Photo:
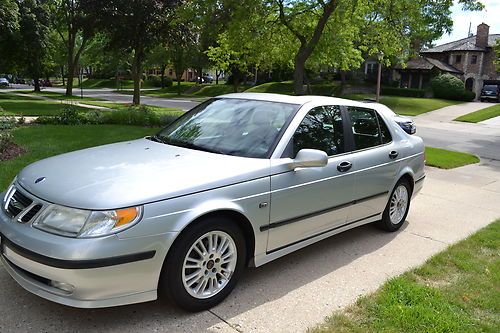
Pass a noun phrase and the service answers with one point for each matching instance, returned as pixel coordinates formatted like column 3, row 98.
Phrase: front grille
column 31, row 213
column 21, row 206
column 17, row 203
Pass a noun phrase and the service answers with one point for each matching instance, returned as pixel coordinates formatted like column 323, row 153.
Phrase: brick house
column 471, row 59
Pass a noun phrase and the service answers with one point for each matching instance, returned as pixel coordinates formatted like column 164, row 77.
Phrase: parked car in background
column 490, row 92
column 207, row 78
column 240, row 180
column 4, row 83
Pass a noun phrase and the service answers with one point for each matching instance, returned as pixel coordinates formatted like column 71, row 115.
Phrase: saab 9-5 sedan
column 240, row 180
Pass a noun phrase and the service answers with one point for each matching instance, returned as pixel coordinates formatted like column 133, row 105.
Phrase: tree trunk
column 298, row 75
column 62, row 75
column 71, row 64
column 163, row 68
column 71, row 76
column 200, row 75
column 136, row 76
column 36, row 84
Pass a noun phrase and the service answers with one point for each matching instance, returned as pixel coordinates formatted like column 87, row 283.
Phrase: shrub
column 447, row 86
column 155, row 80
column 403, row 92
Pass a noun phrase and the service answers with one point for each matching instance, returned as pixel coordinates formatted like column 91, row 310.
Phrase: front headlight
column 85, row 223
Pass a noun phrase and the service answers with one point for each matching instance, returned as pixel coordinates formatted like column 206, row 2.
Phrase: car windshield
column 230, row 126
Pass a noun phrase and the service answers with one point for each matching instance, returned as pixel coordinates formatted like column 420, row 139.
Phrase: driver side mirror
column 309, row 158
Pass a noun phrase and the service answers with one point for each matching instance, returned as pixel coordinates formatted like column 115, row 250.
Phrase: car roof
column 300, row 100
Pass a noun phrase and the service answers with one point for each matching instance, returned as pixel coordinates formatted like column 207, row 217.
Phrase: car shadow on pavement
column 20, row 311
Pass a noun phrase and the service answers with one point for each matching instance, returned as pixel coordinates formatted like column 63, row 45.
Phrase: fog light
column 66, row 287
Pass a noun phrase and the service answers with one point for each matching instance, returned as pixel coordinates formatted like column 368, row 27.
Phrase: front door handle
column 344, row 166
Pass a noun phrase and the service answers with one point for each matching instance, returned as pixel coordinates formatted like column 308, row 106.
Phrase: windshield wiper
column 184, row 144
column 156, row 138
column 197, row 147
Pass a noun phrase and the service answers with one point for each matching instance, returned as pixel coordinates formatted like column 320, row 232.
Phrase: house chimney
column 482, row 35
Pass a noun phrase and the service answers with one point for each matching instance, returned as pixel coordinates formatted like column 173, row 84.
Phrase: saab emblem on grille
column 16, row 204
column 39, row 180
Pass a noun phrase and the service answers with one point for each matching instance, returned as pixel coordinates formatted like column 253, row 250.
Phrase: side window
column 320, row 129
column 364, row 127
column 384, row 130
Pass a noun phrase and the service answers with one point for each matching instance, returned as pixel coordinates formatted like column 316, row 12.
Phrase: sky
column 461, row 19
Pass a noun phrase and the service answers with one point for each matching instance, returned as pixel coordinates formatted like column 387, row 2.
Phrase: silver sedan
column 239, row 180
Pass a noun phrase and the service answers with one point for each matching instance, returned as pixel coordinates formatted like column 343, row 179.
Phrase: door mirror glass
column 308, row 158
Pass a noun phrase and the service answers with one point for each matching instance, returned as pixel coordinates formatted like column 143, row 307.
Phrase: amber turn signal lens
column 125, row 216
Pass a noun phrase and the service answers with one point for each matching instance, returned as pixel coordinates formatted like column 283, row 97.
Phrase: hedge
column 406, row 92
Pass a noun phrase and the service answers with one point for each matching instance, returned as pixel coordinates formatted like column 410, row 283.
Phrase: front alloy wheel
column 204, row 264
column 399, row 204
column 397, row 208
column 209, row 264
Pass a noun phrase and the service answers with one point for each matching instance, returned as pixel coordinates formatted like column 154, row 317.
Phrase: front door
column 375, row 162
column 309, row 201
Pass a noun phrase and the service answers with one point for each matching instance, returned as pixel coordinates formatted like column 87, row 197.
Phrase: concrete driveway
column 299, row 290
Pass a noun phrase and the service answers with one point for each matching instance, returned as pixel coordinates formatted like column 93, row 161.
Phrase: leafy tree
================
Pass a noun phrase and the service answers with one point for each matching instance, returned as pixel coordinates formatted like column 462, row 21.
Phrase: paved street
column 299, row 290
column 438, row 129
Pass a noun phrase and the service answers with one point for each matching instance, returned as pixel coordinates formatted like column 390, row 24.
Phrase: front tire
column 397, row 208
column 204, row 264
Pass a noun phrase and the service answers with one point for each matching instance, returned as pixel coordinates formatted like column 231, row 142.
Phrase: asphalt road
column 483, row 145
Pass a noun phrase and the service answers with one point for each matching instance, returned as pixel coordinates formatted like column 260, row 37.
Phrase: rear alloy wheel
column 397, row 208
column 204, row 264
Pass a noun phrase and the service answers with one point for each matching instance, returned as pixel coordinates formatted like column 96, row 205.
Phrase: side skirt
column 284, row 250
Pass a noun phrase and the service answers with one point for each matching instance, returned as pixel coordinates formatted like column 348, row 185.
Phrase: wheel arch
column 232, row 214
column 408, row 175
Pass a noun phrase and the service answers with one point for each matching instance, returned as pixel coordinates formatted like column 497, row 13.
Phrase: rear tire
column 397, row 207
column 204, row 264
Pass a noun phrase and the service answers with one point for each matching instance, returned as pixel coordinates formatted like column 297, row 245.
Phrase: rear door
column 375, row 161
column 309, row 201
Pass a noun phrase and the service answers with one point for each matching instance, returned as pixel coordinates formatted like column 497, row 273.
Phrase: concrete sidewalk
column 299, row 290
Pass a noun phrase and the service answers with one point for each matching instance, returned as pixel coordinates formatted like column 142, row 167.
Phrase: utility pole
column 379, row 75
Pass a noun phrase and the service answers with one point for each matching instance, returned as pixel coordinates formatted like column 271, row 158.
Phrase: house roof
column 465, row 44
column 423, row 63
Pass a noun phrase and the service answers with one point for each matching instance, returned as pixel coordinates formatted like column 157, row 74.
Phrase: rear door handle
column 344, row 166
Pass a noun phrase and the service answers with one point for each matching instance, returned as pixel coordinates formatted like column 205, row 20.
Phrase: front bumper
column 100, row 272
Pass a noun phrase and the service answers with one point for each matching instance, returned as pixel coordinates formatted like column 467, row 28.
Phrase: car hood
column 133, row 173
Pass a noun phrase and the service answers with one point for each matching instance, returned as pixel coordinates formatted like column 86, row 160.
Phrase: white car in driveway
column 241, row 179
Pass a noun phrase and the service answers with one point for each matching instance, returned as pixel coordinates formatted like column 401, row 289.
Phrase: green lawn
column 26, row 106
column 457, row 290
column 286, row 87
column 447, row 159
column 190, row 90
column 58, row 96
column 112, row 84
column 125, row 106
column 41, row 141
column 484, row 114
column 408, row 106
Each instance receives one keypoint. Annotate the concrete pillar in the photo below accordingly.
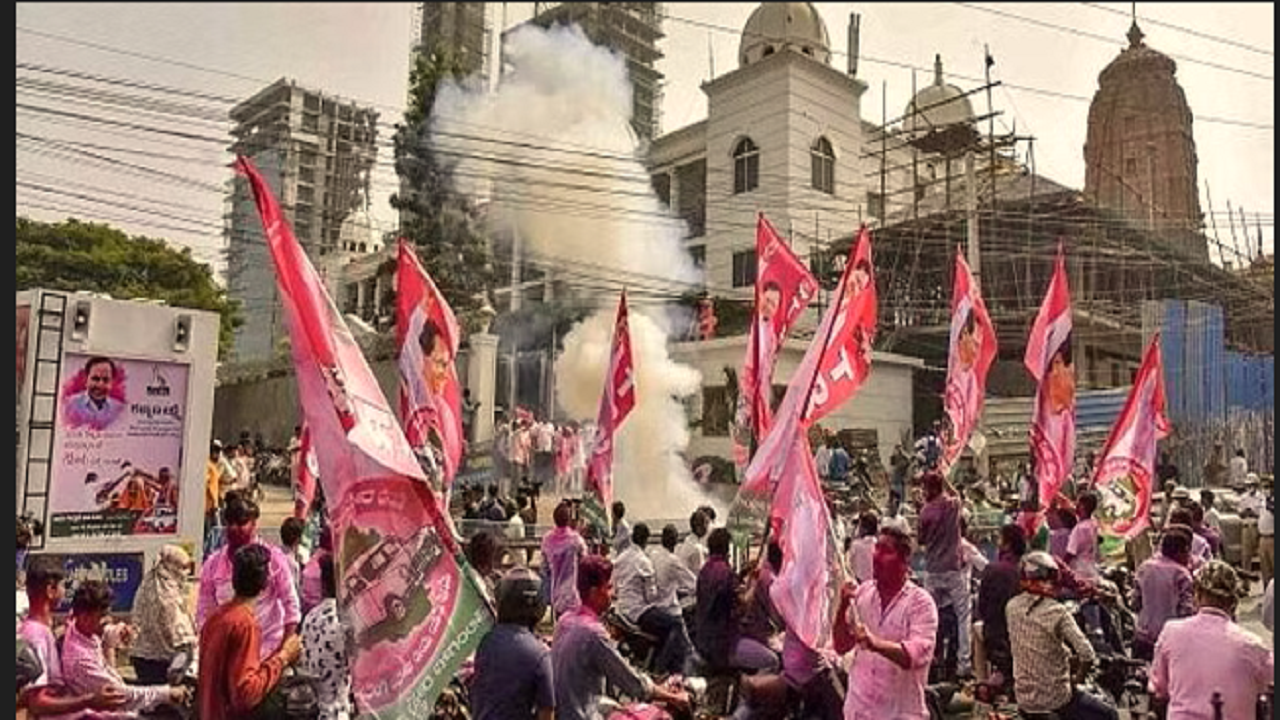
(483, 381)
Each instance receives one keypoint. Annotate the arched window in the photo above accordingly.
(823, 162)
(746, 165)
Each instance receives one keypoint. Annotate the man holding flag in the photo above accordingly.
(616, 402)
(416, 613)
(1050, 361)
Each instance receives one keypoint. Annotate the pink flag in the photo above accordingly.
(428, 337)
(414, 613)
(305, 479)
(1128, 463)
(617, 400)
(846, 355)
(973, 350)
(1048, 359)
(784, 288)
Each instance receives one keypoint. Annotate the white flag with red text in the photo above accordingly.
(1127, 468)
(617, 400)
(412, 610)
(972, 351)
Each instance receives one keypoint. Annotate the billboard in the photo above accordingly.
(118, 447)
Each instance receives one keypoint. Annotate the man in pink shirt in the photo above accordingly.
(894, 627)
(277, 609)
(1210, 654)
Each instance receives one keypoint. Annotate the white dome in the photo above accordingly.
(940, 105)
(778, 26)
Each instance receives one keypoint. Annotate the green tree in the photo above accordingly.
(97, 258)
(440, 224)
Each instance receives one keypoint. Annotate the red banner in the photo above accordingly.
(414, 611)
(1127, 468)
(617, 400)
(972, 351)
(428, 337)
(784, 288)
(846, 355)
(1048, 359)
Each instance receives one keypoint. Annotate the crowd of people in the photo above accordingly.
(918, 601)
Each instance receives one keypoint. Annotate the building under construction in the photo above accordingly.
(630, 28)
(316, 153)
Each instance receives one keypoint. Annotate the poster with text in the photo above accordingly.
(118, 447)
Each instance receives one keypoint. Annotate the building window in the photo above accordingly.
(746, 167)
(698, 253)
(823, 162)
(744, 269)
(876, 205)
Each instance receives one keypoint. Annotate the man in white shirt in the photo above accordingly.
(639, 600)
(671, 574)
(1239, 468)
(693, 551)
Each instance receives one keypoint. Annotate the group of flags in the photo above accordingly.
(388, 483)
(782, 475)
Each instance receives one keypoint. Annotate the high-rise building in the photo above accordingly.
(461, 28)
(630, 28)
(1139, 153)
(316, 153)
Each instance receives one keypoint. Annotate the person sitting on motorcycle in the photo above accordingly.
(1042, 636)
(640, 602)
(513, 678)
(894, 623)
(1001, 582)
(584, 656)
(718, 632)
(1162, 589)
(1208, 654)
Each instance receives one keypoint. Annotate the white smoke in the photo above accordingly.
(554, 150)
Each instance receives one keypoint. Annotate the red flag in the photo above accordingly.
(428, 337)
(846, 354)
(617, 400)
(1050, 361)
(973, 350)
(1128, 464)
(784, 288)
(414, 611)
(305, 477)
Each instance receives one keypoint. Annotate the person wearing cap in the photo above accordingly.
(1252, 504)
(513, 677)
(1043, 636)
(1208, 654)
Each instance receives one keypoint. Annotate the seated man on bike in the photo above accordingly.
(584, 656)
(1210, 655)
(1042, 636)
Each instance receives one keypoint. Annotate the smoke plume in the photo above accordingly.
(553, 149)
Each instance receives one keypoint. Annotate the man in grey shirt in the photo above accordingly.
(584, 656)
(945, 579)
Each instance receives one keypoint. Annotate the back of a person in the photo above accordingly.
================
Do this
Rewrite the lines starting at the one containing "260, row 37." and ending at the one containing "column 284, row 250", renaming "side skirt" to "rocker panel" and leaving everything else unchanged.

Response for this exercise
Pass a noun phrase and the service answers with one point for each matching instance, returned as pixel coordinates formatted like column 260, row 37.
Phrase: rear alloy wheel
column 397, row 208
column 204, row 264
Pass a noun phrase and the service answers with one point for each matching instance, returned as pixel coordinates formatted like column 96, row 205.
Phrase: rocker panel
column 284, row 250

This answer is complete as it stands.